** RECORDS FOR PROCESSING **
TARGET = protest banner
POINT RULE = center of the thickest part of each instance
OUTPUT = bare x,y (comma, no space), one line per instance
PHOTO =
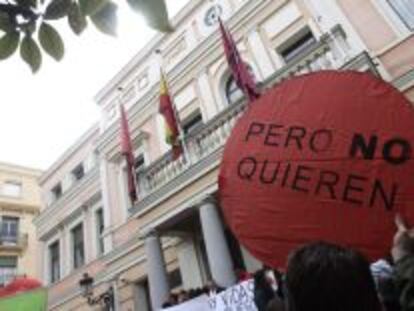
199,304
236,298
324,156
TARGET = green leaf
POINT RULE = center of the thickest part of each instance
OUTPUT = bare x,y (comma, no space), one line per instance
154,11
90,7
8,44
6,24
51,41
105,20
27,3
57,9
30,53
77,21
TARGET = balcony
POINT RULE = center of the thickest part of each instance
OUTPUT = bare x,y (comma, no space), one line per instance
204,147
10,242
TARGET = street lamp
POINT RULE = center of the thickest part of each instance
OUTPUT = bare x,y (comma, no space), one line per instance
106,298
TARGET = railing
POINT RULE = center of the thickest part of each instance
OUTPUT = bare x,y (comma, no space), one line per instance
13,240
325,54
6,278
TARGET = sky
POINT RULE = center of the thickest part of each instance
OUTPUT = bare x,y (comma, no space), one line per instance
42,115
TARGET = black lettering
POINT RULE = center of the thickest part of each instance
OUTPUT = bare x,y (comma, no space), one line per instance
255,129
271,133
300,177
247,168
295,133
271,180
286,175
320,140
351,186
379,189
359,144
404,147
328,180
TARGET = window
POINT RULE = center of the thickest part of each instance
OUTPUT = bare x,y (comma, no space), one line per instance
78,172
54,260
297,45
139,163
9,230
12,189
212,15
405,11
78,250
192,122
233,93
57,191
100,226
8,269
174,279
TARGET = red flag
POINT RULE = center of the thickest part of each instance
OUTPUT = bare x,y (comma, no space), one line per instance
166,109
127,152
244,79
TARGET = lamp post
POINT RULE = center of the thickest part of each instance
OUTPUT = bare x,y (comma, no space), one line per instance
106,298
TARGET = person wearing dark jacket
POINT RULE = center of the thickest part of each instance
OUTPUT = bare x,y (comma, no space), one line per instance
326,277
263,291
403,256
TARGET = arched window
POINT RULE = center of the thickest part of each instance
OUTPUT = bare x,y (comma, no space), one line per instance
233,93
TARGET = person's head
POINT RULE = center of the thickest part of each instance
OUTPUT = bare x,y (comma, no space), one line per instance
276,304
325,277
259,278
182,296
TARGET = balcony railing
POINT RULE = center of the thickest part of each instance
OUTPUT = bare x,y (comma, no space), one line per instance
326,54
13,241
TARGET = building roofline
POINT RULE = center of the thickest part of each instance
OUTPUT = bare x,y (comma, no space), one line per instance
147,50
7,166
68,152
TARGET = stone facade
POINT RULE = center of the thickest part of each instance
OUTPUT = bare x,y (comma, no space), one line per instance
174,237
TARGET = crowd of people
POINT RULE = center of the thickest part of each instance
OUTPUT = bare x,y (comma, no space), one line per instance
326,277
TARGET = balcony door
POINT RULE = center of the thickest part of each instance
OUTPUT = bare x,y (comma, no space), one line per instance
9,230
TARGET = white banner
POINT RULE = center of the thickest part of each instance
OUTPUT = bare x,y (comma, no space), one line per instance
196,304
236,298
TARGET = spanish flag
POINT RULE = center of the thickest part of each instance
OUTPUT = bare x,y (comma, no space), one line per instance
166,109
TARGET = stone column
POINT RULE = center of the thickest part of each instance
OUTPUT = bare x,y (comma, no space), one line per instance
252,263
115,290
189,264
157,273
218,252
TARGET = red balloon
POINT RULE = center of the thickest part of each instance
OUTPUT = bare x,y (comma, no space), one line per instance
19,285
324,156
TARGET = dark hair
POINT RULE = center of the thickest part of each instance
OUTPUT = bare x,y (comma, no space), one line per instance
326,277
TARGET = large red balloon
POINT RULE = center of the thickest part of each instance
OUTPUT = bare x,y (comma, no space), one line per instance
325,156
19,285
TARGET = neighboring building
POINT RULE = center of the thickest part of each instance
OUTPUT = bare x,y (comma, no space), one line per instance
19,203
174,237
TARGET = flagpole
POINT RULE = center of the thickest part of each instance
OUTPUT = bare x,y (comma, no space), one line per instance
181,133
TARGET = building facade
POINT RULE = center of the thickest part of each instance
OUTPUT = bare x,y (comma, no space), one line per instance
174,236
19,203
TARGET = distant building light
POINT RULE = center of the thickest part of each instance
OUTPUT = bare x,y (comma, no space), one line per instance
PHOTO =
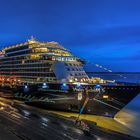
64,86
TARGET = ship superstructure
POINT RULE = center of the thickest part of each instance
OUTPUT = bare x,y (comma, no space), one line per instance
35,61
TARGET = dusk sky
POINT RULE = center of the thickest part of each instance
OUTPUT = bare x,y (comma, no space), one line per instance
101,31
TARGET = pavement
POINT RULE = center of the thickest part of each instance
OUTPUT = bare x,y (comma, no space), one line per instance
104,122
22,122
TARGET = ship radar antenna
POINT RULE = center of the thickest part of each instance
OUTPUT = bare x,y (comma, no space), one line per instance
32,39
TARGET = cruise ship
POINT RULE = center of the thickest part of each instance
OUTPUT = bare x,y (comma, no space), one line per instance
48,75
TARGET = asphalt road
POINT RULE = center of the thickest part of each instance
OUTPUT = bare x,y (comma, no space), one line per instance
22,122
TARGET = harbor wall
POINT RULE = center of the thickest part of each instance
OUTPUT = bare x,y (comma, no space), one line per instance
130,116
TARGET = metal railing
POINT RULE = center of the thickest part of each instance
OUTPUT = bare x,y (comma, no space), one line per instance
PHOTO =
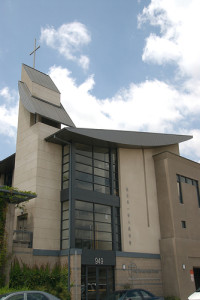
23,238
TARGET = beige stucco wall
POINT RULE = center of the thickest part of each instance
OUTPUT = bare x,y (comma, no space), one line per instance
139,212
180,247
38,169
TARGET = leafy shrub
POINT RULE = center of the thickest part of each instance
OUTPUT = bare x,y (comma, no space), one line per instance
52,280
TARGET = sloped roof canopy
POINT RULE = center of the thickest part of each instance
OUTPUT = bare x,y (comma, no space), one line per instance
43,108
41,78
7,164
116,138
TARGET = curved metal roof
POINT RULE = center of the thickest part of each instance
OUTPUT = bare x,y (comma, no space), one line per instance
43,108
128,139
41,78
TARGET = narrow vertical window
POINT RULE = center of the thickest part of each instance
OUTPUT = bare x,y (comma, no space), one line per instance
183,223
179,189
65,167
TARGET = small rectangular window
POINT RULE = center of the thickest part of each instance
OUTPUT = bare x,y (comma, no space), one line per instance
183,223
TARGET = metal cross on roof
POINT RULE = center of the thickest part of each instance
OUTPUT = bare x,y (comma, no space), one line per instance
33,52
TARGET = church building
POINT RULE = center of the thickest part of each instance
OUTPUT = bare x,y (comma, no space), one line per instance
120,208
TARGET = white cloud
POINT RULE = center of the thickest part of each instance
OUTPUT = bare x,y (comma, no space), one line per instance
7,94
68,40
191,148
178,40
150,106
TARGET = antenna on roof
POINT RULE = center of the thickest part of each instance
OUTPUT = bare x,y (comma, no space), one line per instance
33,52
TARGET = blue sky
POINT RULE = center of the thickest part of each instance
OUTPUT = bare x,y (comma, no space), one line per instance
119,64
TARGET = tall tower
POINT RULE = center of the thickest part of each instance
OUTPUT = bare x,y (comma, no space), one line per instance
37,164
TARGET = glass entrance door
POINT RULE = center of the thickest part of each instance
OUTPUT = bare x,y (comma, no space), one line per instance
96,282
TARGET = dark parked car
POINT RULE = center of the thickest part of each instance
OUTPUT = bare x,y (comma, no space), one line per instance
134,294
28,295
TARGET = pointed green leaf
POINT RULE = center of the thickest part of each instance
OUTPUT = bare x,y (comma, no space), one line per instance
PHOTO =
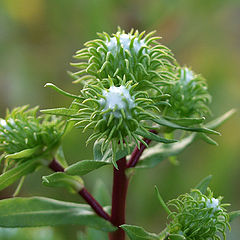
164,122
101,193
39,211
24,153
154,155
154,137
164,205
233,215
176,237
186,121
138,233
220,120
61,179
85,166
66,112
61,158
203,185
12,175
207,139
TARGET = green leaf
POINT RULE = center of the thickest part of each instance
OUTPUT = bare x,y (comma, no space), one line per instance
61,158
100,159
138,233
39,211
23,154
164,122
61,179
203,185
207,139
154,137
15,173
66,112
101,193
220,120
176,237
85,166
154,155
186,121
164,205
233,215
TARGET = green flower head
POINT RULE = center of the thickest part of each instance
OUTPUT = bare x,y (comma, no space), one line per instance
135,55
23,135
198,216
189,95
115,113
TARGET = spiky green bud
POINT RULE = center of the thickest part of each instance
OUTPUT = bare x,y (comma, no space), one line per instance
135,55
23,135
189,95
198,216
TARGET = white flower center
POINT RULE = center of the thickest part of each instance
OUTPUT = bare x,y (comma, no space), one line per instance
213,203
125,40
117,98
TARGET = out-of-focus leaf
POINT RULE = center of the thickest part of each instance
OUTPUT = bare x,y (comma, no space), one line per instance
164,122
154,155
162,201
207,139
12,175
39,211
154,137
220,120
138,233
176,237
203,185
60,157
61,179
233,215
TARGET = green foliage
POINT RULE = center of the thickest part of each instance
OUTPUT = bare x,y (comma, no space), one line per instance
39,211
23,135
189,95
198,216
138,233
138,57
60,179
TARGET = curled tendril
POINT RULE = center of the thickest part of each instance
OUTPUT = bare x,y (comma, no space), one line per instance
198,216
23,135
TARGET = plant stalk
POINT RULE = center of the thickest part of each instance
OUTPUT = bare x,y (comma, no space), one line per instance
119,194
55,166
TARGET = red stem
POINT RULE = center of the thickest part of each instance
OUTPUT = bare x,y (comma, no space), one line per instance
119,194
55,166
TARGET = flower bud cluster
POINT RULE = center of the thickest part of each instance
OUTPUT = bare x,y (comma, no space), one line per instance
198,216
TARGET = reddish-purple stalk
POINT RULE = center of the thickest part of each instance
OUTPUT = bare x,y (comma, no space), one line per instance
119,194
55,166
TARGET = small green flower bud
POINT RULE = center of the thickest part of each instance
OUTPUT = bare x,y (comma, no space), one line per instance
22,131
189,95
198,216
135,55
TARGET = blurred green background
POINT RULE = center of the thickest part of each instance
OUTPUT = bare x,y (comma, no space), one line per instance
37,41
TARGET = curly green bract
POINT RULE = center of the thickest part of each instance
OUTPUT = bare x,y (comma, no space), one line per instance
22,130
198,216
135,55
115,112
189,95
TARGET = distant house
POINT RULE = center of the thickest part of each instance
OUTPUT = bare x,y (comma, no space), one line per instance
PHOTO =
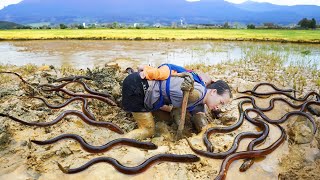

** CHALLENGE **
Gather every line in the data above that contains the string "head". Matching is case-sensitive.

** FINAL RESULT **
TARGET = person's head
TARGET = green flower head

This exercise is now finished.